Passage to read —
■ ■ ■ ■ ■ ■ ■
# Notebook 2: CNN

## Overview: 

1. Begin by importing and getting the embeddings and word to index mappings we created in [Notebook 1: Embed Words](Notebook_1_Embed_Words.ipynb)


In [1]:
import cPickle as pickle
from tensorflow.models.rnn.rnn_cell import BasicLSTMCell, LSTMCell 
import itertools
from collections import Counter
import csv
import re
import numpy as np
import string

In [2]:
embeddings = None
mappings = None
rows = None

with open("word_embeddings.pkl", "rb") as f:
    embeddings = pickle.load(f)
with open("word_mappings.pkl", "rb") as f:
    mappings = pickle.load(f)
    

urlFinder = re.compile('\w+:\/{2}[\d\w-]+(\.[\d\w-]+)*(?:(?:\/[^\s/]*))*')
atNameFinder = re.compile(r'@([A-Za-z0-9_]+)')
atNameCounter = 0

exclude_punc = set([
        "!",
        "?",
        ".",
        ",",
        ":",
        ";",
        "'",
        "\"",
        "“",
        "’",
        "-"
])

sentences = []
labels = []
x = []
y = []
_y = []

with open('data.csv', 'rb') as f:
    reader = csv.reader(f, delimiter=',')   
    
    for row in reader:
        words = []
        
        for word in row[1] \
            .strip() \
            .replace("&amp;", "") \
            .replace("&gt;","") \
            .replace("&lt;", "") \
            .lower().split():
            
            if urlFinder.match(word):
                words.append("<URL/>")
            elif atNameFinder.search(word):
                words.append("<AT_NAME_%s/>" % atNameCounter)
                atNameCounter +=1
            else:
                word = ''.join(ch for ch in word if ch not in exclude_punc)
■ ■ ■ ■ ■ ■ ■
In the CNN notebook, what token is appended in place of a word that matches the URL pattern?
■ ■ ■ ■ ■ ■ ■
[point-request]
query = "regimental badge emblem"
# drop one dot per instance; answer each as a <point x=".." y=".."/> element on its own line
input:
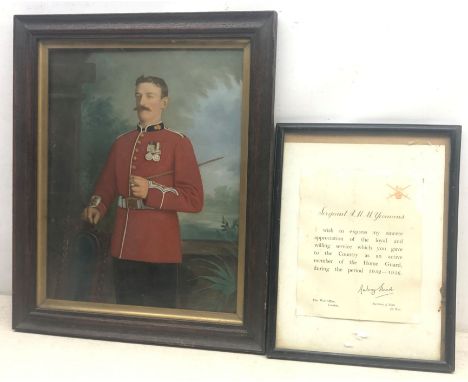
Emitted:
<point x="153" y="151"/>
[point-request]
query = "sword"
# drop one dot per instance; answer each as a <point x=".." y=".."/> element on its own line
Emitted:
<point x="172" y="171"/>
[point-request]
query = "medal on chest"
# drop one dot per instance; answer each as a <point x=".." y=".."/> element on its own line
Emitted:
<point x="153" y="151"/>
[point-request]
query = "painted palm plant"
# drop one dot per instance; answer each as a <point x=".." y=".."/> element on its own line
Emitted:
<point x="220" y="271"/>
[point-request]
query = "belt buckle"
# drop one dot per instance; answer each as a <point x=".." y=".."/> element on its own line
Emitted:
<point x="132" y="203"/>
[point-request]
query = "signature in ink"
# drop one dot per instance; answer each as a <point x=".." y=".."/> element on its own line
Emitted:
<point x="378" y="292"/>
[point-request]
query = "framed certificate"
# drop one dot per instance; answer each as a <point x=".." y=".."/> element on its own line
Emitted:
<point x="140" y="141"/>
<point x="364" y="245"/>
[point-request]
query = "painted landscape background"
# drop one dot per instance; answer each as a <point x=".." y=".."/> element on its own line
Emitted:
<point x="91" y="103"/>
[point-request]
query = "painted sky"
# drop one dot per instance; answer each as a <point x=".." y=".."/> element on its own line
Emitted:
<point x="205" y="99"/>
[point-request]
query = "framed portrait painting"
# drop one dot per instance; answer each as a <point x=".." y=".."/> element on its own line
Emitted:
<point x="363" y="270"/>
<point x="141" y="145"/>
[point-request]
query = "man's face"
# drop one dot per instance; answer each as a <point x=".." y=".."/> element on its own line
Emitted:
<point x="149" y="104"/>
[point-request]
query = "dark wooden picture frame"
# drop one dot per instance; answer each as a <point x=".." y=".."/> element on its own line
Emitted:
<point x="33" y="311"/>
<point x="327" y="341"/>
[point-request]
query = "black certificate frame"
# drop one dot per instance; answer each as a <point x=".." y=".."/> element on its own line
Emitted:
<point x="446" y="362"/>
<point x="254" y="33"/>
■ ■ ■ ■ ■ ■ ■
Written solution —
The token "<URL/>" is appended.